To be done:
List every line in the rows below that contains the word "hair".
****************
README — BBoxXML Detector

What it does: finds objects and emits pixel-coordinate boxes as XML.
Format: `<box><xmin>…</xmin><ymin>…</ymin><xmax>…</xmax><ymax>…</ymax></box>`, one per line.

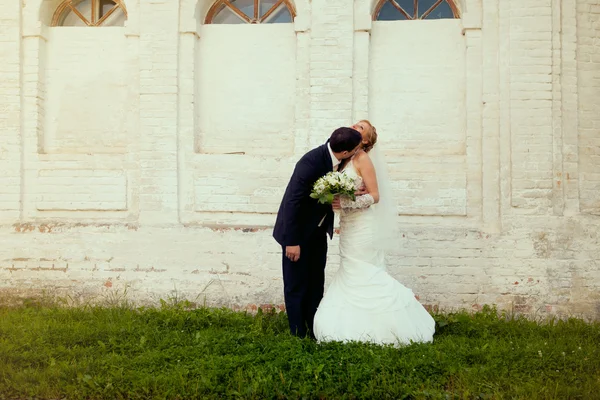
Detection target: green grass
<box><xmin>0</xmin><ymin>302</ymin><xmax>600</xmax><ymax>399</ymax></box>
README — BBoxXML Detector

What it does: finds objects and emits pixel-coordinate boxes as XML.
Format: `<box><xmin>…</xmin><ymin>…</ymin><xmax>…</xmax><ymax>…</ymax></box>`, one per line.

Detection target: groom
<box><xmin>273</xmin><ymin>128</ymin><xmax>362</xmax><ymax>338</ymax></box>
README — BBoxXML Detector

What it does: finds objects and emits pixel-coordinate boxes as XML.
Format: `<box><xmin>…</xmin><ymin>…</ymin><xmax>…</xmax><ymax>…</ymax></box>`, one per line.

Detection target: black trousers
<box><xmin>283</xmin><ymin>228</ymin><xmax>327</xmax><ymax>338</ymax></box>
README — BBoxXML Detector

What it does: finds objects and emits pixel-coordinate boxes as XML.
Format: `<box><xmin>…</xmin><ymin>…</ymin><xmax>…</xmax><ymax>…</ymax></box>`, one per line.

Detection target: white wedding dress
<box><xmin>314</xmin><ymin>161</ymin><xmax>435</xmax><ymax>345</ymax></box>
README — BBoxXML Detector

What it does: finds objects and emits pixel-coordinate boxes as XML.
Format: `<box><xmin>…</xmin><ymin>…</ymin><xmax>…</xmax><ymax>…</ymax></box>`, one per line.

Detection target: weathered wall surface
<box><xmin>0</xmin><ymin>0</ymin><xmax>600</xmax><ymax>318</ymax></box>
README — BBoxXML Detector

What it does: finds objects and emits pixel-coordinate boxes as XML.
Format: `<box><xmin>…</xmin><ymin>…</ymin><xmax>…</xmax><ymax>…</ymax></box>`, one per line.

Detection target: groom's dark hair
<box><xmin>329</xmin><ymin>127</ymin><xmax>362</xmax><ymax>153</ymax></box>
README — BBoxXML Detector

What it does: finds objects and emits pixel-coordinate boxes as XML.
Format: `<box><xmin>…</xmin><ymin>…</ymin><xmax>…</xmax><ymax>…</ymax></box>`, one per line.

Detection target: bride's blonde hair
<box><xmin>359</xmin><ymin>119</ymin><xmax>377</xmax><ymax>153</ymax></box>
****************
The reply:
Detection target: groom's dark hair
Detection target: bride's blonde hair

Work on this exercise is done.